*The task*. Find the line that contains "Report the location of every instance of the yellow" in the entries below. Output it and each later line exactly, and nothing else.

^^^^^^^^^^^^^^^^

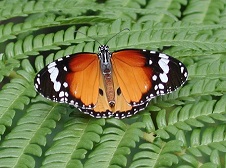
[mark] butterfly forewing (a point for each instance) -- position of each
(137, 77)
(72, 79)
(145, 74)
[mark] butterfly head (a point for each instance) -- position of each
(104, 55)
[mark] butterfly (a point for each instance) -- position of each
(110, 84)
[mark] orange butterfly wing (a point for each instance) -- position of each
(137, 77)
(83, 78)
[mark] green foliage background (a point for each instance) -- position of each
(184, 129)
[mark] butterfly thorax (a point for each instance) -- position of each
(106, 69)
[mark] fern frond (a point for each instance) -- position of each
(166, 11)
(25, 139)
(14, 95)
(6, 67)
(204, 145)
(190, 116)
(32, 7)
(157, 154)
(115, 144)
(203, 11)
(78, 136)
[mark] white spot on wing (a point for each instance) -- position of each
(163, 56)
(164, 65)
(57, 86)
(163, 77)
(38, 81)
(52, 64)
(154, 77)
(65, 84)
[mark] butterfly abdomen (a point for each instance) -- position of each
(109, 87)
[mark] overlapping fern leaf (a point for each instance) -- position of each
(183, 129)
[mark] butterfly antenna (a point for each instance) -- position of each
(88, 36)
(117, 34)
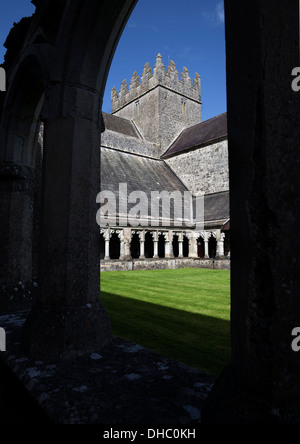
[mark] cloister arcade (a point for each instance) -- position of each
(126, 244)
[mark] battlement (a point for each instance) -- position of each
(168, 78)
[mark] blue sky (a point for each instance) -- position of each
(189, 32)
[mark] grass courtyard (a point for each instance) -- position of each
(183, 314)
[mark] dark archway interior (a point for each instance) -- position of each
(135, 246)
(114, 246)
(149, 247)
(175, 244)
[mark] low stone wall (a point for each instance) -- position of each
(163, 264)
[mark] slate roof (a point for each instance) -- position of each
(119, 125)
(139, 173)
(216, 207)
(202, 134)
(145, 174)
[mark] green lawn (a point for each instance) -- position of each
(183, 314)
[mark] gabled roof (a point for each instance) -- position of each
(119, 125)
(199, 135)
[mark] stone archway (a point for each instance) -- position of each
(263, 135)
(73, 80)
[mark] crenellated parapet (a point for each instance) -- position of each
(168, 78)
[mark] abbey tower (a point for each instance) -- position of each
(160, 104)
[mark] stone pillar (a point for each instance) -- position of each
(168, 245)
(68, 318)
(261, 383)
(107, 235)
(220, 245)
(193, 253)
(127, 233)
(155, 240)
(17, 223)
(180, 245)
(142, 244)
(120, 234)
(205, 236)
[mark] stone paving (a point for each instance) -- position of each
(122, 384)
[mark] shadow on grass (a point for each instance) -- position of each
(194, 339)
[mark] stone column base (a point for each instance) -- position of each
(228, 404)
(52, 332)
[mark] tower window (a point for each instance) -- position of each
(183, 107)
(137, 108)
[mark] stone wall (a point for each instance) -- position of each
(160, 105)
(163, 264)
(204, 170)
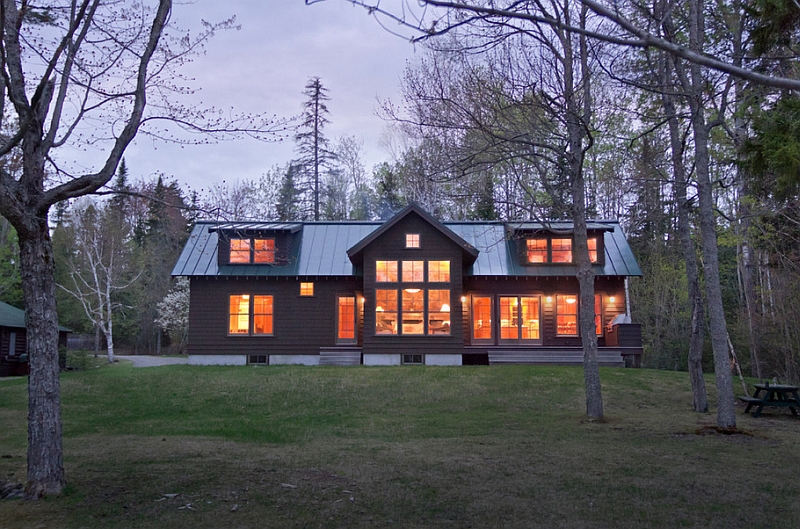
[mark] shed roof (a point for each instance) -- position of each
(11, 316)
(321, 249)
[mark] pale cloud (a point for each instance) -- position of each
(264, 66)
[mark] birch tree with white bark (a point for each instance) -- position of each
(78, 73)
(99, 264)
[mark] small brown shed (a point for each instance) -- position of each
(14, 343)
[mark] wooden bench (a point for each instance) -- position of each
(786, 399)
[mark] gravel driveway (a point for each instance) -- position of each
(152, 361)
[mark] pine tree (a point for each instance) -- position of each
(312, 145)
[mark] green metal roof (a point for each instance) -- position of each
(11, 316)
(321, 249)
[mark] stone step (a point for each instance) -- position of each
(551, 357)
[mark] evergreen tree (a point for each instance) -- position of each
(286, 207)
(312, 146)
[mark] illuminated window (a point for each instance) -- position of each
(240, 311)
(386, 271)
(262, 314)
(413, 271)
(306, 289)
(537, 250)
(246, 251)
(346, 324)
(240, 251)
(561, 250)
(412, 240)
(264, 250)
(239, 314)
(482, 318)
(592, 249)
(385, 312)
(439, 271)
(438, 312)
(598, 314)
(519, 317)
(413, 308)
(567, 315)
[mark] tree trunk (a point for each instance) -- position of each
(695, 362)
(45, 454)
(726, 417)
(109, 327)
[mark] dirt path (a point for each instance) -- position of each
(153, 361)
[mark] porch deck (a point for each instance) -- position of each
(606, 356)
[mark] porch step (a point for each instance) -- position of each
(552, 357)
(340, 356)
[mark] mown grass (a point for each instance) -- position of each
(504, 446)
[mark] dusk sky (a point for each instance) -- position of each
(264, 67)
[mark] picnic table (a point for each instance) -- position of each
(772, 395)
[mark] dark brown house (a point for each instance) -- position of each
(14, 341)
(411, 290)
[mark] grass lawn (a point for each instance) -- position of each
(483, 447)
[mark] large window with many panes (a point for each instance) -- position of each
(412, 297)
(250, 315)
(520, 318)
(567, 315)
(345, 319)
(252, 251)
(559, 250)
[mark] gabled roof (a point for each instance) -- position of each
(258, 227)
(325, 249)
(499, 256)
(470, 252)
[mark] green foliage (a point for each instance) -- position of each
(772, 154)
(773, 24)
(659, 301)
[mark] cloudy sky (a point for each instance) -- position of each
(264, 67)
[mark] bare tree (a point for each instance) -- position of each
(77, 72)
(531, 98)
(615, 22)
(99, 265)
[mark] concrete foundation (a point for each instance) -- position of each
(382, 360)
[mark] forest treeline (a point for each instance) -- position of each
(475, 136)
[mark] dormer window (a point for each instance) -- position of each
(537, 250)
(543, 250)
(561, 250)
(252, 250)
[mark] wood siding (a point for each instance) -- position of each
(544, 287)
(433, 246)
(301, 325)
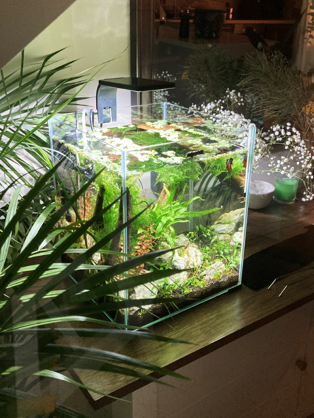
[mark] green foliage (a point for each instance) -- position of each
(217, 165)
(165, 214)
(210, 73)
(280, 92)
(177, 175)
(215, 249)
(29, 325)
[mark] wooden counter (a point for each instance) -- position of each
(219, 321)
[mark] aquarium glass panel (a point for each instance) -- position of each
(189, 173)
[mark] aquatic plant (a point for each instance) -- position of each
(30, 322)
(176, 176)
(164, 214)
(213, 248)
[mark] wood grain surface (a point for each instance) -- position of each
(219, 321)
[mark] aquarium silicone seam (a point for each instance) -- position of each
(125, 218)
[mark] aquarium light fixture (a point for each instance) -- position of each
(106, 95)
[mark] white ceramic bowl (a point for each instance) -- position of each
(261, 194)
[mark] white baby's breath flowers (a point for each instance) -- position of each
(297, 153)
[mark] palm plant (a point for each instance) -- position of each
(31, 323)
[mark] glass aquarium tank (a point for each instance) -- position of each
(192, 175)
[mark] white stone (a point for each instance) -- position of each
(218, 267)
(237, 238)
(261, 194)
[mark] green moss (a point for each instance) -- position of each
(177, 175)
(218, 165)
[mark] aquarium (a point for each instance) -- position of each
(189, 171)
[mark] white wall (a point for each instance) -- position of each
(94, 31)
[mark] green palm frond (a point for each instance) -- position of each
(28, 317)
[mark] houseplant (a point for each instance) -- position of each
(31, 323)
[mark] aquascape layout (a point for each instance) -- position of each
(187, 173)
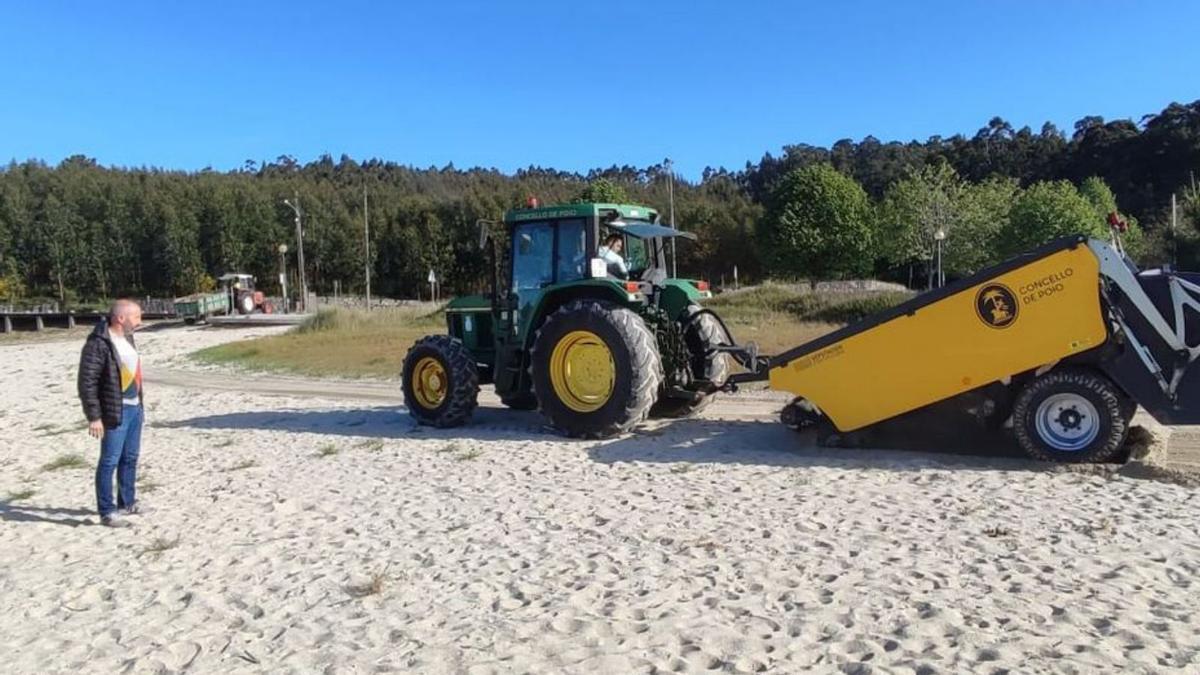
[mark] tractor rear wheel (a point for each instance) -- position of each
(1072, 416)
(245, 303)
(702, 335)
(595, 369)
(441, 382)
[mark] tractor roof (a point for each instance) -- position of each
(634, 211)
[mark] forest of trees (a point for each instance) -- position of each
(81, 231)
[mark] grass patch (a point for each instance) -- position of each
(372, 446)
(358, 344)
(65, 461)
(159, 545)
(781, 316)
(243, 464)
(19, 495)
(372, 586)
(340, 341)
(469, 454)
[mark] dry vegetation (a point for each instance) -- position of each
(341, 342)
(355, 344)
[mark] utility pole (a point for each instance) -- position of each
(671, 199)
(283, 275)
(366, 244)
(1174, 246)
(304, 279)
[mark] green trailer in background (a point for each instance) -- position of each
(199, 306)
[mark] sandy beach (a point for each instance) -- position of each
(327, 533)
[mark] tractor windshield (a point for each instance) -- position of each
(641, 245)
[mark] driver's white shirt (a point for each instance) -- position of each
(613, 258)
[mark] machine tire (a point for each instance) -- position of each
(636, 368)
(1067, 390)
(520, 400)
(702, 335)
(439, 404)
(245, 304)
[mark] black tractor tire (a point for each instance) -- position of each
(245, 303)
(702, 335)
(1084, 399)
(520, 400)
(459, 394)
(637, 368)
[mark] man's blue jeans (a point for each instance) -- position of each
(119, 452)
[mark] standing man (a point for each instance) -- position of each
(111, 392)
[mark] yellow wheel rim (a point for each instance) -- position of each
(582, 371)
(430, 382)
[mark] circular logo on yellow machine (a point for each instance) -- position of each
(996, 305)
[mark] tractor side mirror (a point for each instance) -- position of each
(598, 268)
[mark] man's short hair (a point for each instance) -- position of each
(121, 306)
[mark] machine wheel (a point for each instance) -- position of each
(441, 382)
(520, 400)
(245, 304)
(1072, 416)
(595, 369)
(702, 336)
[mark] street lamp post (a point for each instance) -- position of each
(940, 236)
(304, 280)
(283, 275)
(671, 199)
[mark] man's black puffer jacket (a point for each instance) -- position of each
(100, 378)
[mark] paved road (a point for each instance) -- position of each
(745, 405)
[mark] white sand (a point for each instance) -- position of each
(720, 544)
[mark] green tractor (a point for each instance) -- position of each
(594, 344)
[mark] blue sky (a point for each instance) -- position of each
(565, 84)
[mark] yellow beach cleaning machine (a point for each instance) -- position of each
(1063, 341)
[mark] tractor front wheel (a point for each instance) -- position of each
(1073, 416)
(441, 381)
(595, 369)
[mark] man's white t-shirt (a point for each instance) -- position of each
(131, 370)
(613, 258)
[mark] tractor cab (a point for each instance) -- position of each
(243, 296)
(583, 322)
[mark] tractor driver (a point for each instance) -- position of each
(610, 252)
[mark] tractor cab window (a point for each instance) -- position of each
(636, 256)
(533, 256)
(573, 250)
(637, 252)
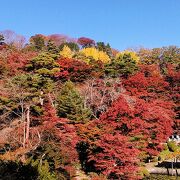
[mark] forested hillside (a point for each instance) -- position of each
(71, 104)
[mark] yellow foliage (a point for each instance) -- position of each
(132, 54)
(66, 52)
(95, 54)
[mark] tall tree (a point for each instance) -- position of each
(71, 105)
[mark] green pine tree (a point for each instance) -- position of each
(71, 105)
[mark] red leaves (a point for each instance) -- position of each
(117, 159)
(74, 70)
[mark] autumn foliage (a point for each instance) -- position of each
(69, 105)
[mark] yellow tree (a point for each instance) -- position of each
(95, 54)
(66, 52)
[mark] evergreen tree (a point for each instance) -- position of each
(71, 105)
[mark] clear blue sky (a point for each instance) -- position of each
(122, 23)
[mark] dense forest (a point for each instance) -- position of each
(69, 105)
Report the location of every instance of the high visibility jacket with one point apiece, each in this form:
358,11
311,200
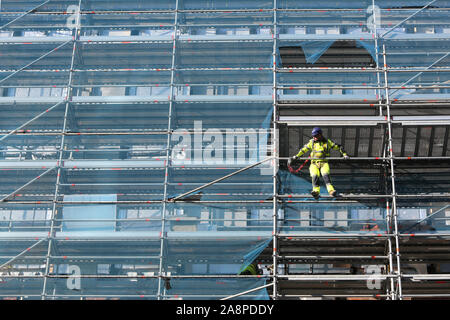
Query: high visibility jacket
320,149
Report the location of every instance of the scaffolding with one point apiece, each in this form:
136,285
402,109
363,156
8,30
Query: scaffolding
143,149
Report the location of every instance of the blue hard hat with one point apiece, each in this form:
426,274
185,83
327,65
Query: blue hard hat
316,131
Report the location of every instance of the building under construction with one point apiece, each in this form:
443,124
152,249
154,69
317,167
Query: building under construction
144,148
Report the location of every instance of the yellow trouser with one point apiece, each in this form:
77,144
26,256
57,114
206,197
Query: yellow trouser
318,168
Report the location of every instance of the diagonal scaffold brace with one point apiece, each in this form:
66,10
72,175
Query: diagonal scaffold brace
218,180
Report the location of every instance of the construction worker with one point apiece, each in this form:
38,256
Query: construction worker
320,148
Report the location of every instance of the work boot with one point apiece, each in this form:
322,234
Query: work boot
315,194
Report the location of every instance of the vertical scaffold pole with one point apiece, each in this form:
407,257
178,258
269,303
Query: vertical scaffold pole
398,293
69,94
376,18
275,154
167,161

^^^^^^^^^^^^^^^^

*Full solution*.
Report the location of every instance of the yellow trouser with one point apiece, each in this form:
77,144
26,256
57,114
206,197
Query: yellow trouser
318,168
Report the location of every instance of the diagonal scaffold brace with one point apiece, each in this form:
66,10
72,175
Query: diagonal scaffold brace
218,180
Report the location of every instance of the construction worker with one point apiece, each in this form:
38,256
Query: construction worker
320,148
Report the location of every instance of the work boot with one point apiece, each in this form:
322,234
Query: work boot
315,194
Report the location of every instance of the vertical scaffold pole with one point apiece, each in this form:
407,257
178,258
269,303
Query: vertical scaffold pole
398,293
69,94
376,18
275,154
167,161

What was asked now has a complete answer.